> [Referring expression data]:
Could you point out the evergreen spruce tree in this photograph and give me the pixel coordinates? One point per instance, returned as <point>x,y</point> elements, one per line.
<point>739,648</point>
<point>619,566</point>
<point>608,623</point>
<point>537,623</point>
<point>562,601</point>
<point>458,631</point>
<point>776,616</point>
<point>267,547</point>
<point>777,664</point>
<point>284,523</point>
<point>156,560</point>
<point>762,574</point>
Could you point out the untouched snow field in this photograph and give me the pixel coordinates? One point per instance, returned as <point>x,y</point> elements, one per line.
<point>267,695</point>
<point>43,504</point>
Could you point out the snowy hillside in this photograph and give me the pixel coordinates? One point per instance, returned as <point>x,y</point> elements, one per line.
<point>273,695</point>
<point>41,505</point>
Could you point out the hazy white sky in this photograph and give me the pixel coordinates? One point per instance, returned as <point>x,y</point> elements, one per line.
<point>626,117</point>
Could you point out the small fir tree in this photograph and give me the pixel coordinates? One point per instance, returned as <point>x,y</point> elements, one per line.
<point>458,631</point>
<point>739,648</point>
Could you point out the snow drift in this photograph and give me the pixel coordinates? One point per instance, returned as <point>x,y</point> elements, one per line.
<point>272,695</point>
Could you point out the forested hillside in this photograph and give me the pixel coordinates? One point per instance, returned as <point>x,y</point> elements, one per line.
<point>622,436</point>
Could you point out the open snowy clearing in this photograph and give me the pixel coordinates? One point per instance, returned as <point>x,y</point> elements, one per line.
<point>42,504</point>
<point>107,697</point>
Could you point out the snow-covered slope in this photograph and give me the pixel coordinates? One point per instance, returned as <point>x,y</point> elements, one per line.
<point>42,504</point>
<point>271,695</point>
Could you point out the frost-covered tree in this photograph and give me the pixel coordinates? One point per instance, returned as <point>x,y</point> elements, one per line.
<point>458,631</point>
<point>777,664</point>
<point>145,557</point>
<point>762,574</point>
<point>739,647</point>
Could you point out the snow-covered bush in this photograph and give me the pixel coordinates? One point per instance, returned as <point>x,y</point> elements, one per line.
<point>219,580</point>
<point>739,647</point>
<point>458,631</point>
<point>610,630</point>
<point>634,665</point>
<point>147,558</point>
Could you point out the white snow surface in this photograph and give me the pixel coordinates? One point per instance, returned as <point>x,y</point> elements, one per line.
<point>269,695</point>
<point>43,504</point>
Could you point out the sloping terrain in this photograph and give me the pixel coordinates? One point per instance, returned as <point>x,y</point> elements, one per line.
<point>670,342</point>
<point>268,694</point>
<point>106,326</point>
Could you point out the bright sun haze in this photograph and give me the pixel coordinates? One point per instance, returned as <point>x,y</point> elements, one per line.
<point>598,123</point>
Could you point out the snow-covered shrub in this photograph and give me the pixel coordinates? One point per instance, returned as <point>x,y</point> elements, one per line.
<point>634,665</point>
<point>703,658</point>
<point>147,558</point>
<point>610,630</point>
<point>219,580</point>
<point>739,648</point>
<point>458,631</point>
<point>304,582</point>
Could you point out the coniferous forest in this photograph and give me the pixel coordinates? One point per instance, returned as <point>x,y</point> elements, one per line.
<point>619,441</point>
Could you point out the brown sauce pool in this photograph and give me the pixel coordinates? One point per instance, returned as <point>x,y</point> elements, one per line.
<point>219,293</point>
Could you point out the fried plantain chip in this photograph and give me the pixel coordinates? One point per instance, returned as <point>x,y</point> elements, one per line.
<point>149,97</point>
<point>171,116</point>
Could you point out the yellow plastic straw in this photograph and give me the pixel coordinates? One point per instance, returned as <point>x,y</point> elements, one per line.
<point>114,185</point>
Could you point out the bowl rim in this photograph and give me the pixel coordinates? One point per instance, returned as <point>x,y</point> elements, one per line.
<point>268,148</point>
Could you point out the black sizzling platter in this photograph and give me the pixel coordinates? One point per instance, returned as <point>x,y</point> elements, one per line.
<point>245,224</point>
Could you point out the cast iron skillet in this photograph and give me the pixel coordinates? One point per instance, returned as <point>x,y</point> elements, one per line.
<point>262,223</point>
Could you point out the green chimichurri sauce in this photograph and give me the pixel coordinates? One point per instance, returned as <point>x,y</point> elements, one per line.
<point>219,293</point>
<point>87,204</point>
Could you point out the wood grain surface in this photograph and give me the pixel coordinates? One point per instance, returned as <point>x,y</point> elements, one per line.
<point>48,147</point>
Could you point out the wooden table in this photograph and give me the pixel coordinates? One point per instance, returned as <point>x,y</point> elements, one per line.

> [Work instructions]:
Return each line above exactly.

> [Exercise output]:
Could you point out the evergreen spruce tree in this photograph and give me the pixel coordinates? One point per instance, returned as <point>x,y</point> elements, one per line.
<point>739,648</point>
<point>619,566</point>
<point>608,623</point>
<point>537,623</point>
<point>562,601</point>
<point>458,631</point>
<point>776,616</point>
<point>267,547</point>
<point>777,664</point>
<point>284,523</point>
<point>156,560</point>
<point>762,574</point>
Could you point out the untouched snow field in this photograph and give me the pixel coordinates? One point per instance, returned as <point>x,y</point> elements, one per line.
<point>267,695</point>
<point>43,504</point>
Could you point out the snowy hillside in this photograph and give me the pixel coordinates? One point per instance, returned as <point>x,y</point> elements, one per line.
<point>273,695</point>
<point>41,505</point>
Could you point out the hazy white sky in this photograph and give me the pixel coordinates? One point per instance, returned as <point>x,y</point> elements, one per line.
<point>626,117</point>
Could you point out the small fir tree in this photograph and give me the pixel coordinates? One point per instance, returned as <point>x,y</point> elements, one per line.
<point>458,631</point>
<point>739,648</point>
Could you point out the snow drift in this photograph and give me the pixel coordinates? One point per instance, returned as <point>x,y</point> elements, one per line.
<point>272,695</point>
Could you point out the forested hillside in this photograph and give me the pixel coordinates? One point per instance, returned as <point>x,y</point> elements, one per line.
<point>622,436</point>
Could you point out the open snowy clearing in this photograph and give me the pixel coordinates? One point per instance, returned as <point>x,y</point> elements, one per line.
<point>42,504</point>
<point>107,697</point>
Could you point out the snow-covered slope in this photograph and give me the pixel coordinates? One point per instance, returned as <point>x,y</point> elements, one per line.
<point>42,504</point>
<point>271,695</point>
Could you point out the frost-covered tree in this photograph and give me the pixel coordinates? One point per instance, returned as <point>x,y</point> elements, one per line.
<point>458,631</point>
<point>777,664</point>
<point>145,557</point>
<point>762,574</point>
<point>739,647</point>
Could you point out the snow-covered bush in this photograph and give me the pixel coordinates? One point per instance, returned as <point>x,y</point> elements, one per line.
<point>219,580</point>
<point>739,647</point>
<point>458,631</point>
<point>610,630</point>
<point>634,665</point>
<point>147,558</point>
Could you point out the white snow surface in this photograph and give me the pixel coordinates? One point per instance, returned as <point>x,y</point> elements, one per line.
<point>269,695</point>
<point>43,504</point>
Could you point out the sloping terrain in this photograph and give me the pixel coordinates? One point per instance, returned as <point>x,y</point> elements, one per line.
<point>670,342</point>
<point>268,694</point>
<point>106,326</point>
Could you point out the bright sun haze in this photograph and give me the pixel coordinates? One point per instance, returned as <point>x,y</point> elements, one per line.
<point>598,123</point>
Could you point out the snow-covered shrub in this photograph and give me the pixel coordinates? One point per instance, returned as <point>x,y</point> elements, one per line.
<point>634,665</point>
<point>703,658</point>
<point>147,558</point>
<point>610,630</point>
<point>219,580</point>
<point>739,648</point>
<point>458,631</point>
<point>304,582</point>
Could you point out the coniferous forest in this photograph and give me the pixel coordinates? One point per instance, returned as <point>x,y</point> elements, one per line.
<point>619,441</point>
Could you point out the brown sauce pool in this photograph and give me the pixel coordinates? One point per instance, returned as <point>x,y</point> elements, one per line.
<point>219,293</point>
Could you point out the fried plantain chip in this photograph and give me the pixel coordinates? One point per instance, returned as <point>x,y</point> elements, one per line.
<point>149,97</point>
<point>171,116</point>
Could you point out the yellow plastic straw in this photograph and give me the pixel coordinates? One point per instance, returned as <point>x,y</point> elements, one per line.
<point>114,185</point>
Could you point out the bowl rim in this photograph and give me the pixel coordinates? One point per instance, returned as <point>x,y</point> elements, one per line.
<point>268,148</point>
Could you point out the black sizzling platter in this photograph and give me the pixel coordinates? One point per instance, returned as <point>x,y</point> elements, one per line.
<point>245,224</point>
Could you point out the cast iron skillet in this photograph and give me the pixel coordinates? One point per instance, returned as <point>x,y</point> elements, one per line.
<point>262,223</point>
Could you point out the green chimichurri sauce in this photograph and give me the pixel coordinates? One point per instance, returned as <point>x,y</point> elements, one per line.
<point>219,293</point>
<point>87,204</point>
Could you point out the wood grain surface in this photograph and give me the pixel coordinates? One point per instance, returned as <point>x,y</point> elements, one per line.
<point>48,147</point>
Could you point out the wooden table in this photograph and give me the pixel coordinates? One point per instance, returned as <point>x,y</point> elements, one per line.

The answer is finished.